- **What needs to be done**: Type out every entry again, character for character.

- **Records provided**:
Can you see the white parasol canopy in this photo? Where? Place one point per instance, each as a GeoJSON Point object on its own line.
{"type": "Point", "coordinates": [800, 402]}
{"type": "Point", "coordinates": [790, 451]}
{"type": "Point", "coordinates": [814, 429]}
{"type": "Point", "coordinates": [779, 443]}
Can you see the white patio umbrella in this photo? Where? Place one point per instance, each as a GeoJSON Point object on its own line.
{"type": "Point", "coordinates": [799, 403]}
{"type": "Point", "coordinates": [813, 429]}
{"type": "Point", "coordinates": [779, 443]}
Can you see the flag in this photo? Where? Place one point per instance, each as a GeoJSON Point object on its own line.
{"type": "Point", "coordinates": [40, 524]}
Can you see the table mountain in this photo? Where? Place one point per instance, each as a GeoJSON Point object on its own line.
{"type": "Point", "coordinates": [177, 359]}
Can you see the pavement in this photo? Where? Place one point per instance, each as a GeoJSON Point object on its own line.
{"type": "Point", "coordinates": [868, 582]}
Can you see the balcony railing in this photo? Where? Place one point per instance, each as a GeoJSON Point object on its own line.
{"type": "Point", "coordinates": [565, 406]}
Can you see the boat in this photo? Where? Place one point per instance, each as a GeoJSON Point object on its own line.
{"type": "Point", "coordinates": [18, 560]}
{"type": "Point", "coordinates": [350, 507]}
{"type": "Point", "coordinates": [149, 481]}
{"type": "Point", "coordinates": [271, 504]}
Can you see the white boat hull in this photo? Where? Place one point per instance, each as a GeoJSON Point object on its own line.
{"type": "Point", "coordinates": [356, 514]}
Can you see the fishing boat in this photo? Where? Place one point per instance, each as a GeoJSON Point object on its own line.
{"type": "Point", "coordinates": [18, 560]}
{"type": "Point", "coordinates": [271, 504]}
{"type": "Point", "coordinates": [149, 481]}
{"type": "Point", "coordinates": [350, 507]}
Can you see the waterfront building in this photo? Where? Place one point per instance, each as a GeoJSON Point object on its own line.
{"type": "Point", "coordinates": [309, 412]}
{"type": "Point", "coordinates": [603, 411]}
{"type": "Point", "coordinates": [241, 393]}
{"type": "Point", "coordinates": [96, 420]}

- **Output for this task**:
Can you see the white parasol canopy in this photo? Where? Place one point per instance, each as a GeoJSON Point object on its own line.
{"type": "Point", "coordinates": [800, 402]}
{"type": "Point", "coordinates": [790, 451]}
{"type": "Point", "coordinates": [814, 429]}
{"type": "Point", "coordinates": [779, 443]}
Can you see the white patio umbrella in this photo? Where? Place one point per instance, each as a GeoJSON Point object on its own line.
{"type": "Point", "coordinates": [799, 403]}
{"type": "Point", "coordinates": [813, 429]}
{"type": "Point", "coordinates": [779, 443]}
Can you see the flag in this photo? Where? Place one point per instance, each as a GeoJSON Point object on its own line.
{"type": "Point", "coordinates": [40, 524]}
Can you see the table mountain in this photo? Where? Place one point per instance, each as a GeoJSON Point object on its own line.
{"type": "Point", "coordinates": [177, 359]}
Can you see the pavement in this photo? Where? Place one point per instance, each as a GeoJSON Point object on its own line.
{"type": "Point", "coordinates": [868, 582]}
Can you see the balcony railing in this photo? Where? Place one point per instance, each as a GeoJSON Point object on its own line.
{"type": "Point", "coordinates": [565, 406]}
Can you see the boat in this photo? Where? Place one point per instance, each as a GeoJSON Point object on its own line.
{"type": "Point", "coordinates": [18, 560]}
{"type": "Point", "coordinates": [350, 507]}
{"type": "Point", "coordinates": [149, 481]}
{"type": "Point", "coordinates": [271, 504]}
Can you see the white boat hull in this photo? Where? Place one point per instance, each as a GeoJSON Point object on its own line.
{"type": "Point", "coordinates": [356, 514]}
Can you see the fishing boat in this photo? Where? Place one point per instance, each as a GeoJSON Point object on its own line.
{"type": "Point", "coordinates": [18, 560]}
{"type": "Point", "coordinates": [271, 504]}
{"type": "Point", "coordinates": [149, 481]}
{"type": "Point", "coordinates": [350, 507]}
Can you see the waterfront building in this photo? Where? Place one point per instance, each as a GeoJSON Point object on its own line.
{"type": "Point", "coordinates": [309, 412]}
{"type": "Point", "coordinates": [603, 411]}
{"type": "Point", "coordinates": [241, 393]}
{"type": "Point", "coordinates": [96, 420]}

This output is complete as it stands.